Exercise requirements — Please set down exactly the lines of the listing below from the line containing "point(516, 235)" through the line containing "point(414, 282)", both lines included, leaving out all other lines.
[[ Exercise input, beginning ]]
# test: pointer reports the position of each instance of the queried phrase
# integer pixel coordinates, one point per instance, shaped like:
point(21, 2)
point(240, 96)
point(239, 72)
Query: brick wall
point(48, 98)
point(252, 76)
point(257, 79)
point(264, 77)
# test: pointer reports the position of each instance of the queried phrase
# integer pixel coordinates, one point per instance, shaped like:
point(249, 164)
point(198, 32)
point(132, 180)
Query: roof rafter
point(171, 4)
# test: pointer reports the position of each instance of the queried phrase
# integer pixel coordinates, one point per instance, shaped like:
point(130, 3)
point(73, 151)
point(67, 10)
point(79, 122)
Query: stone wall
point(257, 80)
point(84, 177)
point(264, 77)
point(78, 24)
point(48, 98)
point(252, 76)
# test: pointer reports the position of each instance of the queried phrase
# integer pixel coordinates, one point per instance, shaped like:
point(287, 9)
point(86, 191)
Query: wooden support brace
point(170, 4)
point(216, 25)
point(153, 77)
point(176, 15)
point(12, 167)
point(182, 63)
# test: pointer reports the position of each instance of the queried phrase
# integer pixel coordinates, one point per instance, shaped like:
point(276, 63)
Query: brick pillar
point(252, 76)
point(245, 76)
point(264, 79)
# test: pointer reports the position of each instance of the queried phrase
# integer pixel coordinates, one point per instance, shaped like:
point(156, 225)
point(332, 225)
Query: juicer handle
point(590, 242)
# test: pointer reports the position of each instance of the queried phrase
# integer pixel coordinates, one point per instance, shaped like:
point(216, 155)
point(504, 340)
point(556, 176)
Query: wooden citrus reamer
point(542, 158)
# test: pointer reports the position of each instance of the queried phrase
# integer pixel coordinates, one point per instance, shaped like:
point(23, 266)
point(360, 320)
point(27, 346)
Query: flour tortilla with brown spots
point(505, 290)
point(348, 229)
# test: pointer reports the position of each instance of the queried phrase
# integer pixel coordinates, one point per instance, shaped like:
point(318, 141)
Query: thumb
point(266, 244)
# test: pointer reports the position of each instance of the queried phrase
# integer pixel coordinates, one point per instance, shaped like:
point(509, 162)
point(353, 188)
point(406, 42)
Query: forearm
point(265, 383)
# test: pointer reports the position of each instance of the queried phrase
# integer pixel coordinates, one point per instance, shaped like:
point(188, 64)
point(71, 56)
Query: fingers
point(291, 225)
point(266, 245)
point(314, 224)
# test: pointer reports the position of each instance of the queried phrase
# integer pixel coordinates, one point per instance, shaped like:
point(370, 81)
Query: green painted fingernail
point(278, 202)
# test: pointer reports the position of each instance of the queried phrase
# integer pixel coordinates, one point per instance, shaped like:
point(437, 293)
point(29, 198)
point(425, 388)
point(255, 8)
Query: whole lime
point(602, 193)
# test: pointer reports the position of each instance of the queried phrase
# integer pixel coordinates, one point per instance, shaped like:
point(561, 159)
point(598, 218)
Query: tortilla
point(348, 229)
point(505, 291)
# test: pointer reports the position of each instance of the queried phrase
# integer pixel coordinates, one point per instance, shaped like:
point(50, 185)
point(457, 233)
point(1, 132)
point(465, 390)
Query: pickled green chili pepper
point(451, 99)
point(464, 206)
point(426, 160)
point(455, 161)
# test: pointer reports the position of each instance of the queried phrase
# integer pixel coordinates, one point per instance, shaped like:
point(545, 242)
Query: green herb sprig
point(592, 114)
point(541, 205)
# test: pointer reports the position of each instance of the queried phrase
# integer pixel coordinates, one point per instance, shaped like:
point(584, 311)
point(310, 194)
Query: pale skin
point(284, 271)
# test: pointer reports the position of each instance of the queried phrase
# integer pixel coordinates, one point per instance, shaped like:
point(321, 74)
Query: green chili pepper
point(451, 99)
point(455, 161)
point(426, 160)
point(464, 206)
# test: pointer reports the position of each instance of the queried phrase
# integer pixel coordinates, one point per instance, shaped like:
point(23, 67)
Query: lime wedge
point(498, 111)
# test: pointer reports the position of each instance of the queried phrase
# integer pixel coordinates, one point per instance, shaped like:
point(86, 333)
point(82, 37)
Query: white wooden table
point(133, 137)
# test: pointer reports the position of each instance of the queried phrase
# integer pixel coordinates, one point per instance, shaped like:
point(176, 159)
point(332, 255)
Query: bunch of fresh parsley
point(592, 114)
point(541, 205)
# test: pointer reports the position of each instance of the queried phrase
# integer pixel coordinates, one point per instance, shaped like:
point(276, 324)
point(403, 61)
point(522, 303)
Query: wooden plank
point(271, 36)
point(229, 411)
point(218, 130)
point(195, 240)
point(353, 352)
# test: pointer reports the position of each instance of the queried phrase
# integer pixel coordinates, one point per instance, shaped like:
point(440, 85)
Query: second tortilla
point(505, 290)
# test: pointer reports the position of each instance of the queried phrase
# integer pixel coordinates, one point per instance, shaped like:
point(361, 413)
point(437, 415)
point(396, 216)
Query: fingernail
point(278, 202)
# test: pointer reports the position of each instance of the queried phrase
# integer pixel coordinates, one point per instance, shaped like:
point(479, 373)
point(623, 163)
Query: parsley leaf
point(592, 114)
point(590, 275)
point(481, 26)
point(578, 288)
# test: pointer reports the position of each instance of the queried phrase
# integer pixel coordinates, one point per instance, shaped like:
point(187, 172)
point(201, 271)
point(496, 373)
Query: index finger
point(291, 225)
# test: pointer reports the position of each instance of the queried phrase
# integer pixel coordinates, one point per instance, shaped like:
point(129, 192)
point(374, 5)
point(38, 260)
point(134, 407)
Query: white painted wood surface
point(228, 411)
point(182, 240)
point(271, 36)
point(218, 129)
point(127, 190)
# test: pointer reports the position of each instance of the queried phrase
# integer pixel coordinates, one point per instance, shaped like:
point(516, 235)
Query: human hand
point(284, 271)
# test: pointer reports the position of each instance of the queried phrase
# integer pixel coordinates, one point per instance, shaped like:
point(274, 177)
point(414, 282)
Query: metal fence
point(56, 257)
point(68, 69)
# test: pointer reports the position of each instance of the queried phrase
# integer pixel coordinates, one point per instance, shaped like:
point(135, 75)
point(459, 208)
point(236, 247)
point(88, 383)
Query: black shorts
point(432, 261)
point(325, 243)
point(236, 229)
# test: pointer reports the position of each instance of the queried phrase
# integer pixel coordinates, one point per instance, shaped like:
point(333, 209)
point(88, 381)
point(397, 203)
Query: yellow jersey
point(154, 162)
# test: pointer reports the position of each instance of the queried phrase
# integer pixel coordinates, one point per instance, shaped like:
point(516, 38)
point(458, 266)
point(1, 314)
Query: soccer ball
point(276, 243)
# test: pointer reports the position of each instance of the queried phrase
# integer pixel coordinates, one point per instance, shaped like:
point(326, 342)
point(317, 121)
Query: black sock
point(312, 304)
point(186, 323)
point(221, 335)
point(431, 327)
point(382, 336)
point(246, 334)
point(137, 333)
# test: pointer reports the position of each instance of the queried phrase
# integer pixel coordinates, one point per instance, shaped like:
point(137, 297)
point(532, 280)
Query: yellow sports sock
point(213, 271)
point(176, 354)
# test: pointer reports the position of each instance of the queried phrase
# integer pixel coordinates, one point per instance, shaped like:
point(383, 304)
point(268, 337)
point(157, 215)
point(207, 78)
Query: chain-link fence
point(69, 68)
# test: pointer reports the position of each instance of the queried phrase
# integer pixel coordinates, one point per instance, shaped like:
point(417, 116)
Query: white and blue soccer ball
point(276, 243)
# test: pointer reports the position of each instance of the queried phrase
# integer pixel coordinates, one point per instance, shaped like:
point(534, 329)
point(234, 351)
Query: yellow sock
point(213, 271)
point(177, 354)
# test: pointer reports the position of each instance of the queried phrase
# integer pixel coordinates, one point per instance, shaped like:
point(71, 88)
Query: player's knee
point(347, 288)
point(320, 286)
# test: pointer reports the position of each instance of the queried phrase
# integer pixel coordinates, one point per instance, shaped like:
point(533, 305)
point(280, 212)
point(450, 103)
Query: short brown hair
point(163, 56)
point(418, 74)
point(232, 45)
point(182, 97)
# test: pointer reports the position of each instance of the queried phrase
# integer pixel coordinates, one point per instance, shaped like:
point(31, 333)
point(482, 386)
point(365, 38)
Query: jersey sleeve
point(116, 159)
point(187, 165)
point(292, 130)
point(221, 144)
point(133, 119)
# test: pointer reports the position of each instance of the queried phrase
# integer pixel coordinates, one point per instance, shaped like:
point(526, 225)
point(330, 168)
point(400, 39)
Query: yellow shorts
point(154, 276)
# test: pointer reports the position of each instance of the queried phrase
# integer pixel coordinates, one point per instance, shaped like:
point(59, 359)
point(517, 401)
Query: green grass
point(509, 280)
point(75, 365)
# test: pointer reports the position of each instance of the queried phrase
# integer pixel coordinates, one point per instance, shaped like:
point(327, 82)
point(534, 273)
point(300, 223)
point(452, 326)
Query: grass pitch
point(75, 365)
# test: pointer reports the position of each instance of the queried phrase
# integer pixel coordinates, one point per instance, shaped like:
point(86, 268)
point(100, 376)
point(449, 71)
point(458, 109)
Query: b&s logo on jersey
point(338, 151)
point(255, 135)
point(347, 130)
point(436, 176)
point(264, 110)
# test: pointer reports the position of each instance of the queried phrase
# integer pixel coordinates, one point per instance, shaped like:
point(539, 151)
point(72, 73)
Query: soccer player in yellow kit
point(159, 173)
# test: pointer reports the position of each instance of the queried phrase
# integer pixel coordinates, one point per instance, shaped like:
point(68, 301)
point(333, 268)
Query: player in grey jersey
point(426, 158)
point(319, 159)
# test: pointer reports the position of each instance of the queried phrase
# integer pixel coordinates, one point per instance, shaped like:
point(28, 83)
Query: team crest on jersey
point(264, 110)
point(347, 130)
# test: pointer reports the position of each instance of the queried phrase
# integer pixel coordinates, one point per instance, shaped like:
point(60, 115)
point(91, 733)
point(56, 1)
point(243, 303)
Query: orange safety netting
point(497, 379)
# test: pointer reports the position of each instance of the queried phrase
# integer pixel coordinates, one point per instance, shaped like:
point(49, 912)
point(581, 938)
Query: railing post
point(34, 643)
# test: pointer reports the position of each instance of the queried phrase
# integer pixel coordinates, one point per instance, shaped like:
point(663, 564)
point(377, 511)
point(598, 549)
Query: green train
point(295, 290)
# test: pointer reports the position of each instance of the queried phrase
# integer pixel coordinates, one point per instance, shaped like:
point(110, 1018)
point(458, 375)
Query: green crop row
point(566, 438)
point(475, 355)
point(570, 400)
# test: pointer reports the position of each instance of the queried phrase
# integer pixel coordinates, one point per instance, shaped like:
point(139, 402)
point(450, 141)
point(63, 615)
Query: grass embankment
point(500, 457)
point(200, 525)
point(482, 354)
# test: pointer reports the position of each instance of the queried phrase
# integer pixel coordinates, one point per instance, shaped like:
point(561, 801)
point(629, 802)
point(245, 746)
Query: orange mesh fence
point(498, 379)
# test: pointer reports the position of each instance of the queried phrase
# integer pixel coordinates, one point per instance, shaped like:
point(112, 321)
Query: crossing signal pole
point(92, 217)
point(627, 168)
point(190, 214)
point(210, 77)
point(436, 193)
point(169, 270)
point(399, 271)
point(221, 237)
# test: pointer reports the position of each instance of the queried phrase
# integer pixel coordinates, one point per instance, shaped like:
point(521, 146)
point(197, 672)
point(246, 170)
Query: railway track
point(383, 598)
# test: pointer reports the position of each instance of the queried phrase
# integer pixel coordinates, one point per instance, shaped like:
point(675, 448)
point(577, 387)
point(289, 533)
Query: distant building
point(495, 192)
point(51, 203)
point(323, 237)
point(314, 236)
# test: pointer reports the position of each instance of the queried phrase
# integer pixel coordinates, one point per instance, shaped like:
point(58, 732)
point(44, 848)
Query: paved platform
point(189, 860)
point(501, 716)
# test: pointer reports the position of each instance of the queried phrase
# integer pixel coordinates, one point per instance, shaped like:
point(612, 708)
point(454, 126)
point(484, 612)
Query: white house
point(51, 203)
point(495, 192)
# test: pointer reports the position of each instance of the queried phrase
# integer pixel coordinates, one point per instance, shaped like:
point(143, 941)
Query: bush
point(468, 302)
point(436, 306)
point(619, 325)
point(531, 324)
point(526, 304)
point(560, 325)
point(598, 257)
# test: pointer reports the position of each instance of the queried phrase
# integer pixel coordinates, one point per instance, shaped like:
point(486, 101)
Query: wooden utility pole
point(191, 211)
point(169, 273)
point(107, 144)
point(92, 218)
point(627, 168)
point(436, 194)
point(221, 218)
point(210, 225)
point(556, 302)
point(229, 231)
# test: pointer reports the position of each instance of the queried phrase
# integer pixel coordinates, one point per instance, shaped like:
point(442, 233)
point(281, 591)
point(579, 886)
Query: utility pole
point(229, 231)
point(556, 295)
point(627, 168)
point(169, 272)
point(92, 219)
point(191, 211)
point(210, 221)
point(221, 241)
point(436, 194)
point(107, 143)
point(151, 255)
[[ Exercise input, end ]]
Exercise solution —
point(516, 235)
Query: human hand
point(284, 271)
# test: pointer reports the position of each instance of the queried phrase
# integer pixel coordinates, one point per instance, shaped like:
point(274, 177)
point(414, 282)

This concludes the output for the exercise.